Excerpts from a pointing dataset

— Start —

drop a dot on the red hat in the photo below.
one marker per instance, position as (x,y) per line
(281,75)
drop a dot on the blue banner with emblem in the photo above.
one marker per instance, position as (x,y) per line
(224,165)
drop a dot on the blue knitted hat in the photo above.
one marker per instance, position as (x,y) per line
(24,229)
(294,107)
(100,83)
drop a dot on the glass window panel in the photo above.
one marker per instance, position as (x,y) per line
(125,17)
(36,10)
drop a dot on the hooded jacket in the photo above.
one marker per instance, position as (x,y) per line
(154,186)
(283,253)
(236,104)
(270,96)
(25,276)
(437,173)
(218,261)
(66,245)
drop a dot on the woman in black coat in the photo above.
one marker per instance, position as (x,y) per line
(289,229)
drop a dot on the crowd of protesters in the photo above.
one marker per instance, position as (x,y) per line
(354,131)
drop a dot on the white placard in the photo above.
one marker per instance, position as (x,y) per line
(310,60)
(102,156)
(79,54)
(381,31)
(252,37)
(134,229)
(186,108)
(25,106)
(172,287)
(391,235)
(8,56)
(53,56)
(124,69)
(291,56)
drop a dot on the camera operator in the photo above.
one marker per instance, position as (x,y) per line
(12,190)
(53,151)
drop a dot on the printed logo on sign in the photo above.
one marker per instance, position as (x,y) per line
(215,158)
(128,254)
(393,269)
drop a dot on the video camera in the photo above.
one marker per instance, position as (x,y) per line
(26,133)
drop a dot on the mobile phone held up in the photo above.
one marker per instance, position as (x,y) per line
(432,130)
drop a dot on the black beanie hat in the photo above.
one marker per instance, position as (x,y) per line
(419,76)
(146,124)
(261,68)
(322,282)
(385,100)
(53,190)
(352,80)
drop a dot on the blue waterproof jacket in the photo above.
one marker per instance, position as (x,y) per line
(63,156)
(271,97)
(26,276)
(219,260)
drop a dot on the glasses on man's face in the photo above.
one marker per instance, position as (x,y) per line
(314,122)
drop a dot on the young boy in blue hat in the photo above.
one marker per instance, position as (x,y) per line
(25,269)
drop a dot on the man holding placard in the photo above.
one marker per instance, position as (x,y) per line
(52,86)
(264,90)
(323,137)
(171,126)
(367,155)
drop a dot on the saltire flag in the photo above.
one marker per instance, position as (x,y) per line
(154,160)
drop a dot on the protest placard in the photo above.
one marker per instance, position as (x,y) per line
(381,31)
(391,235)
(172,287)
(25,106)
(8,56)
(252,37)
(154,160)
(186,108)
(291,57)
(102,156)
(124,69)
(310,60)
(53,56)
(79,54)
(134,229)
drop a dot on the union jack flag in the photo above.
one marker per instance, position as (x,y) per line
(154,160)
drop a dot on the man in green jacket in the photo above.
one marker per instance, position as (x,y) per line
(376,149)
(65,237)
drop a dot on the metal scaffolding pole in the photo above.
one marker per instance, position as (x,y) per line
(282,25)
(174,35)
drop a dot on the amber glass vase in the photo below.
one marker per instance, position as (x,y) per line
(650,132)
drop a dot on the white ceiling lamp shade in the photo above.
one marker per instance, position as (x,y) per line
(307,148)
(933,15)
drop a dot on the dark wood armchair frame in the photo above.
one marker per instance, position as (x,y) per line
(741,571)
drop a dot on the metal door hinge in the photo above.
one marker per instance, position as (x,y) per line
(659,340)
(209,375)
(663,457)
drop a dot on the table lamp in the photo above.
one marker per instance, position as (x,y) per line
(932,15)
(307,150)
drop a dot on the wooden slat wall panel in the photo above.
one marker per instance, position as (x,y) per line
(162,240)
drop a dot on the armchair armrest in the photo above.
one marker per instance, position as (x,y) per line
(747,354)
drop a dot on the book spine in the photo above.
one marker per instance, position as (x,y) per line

— End —

**WRITTEN PROBLEM**
Can you copy the data word for word, from the line containing "drop a dot on the dark" through the end of the data, with both of those lines included?

**CORRECT RESULT**
drop a dot on the dark wood armchair frame in the photo above.
one marker per instance, position as (x,y) per line
(741,571)
drop a dot on the metal door hinge in the photo above.
one marker per instance, position as (x,y) per line
(659,340)
(209,375)
(663,457)
drop a dot on the table lamp in the photo above.
one marker per instance, position as (x,y) per line
(932,15)
(307,150)
drop a dot on the wooden slat wall panel in the photo above.
one marker per instance, position as (x,y) per line
(162,240)
drop a dot on the armchair armrest in the photo above.
one marker per instance, position as (x,y) per line
(747,354)
drop a dot on the book spine in the photo above.
one marker per instance, position as (x,y) per line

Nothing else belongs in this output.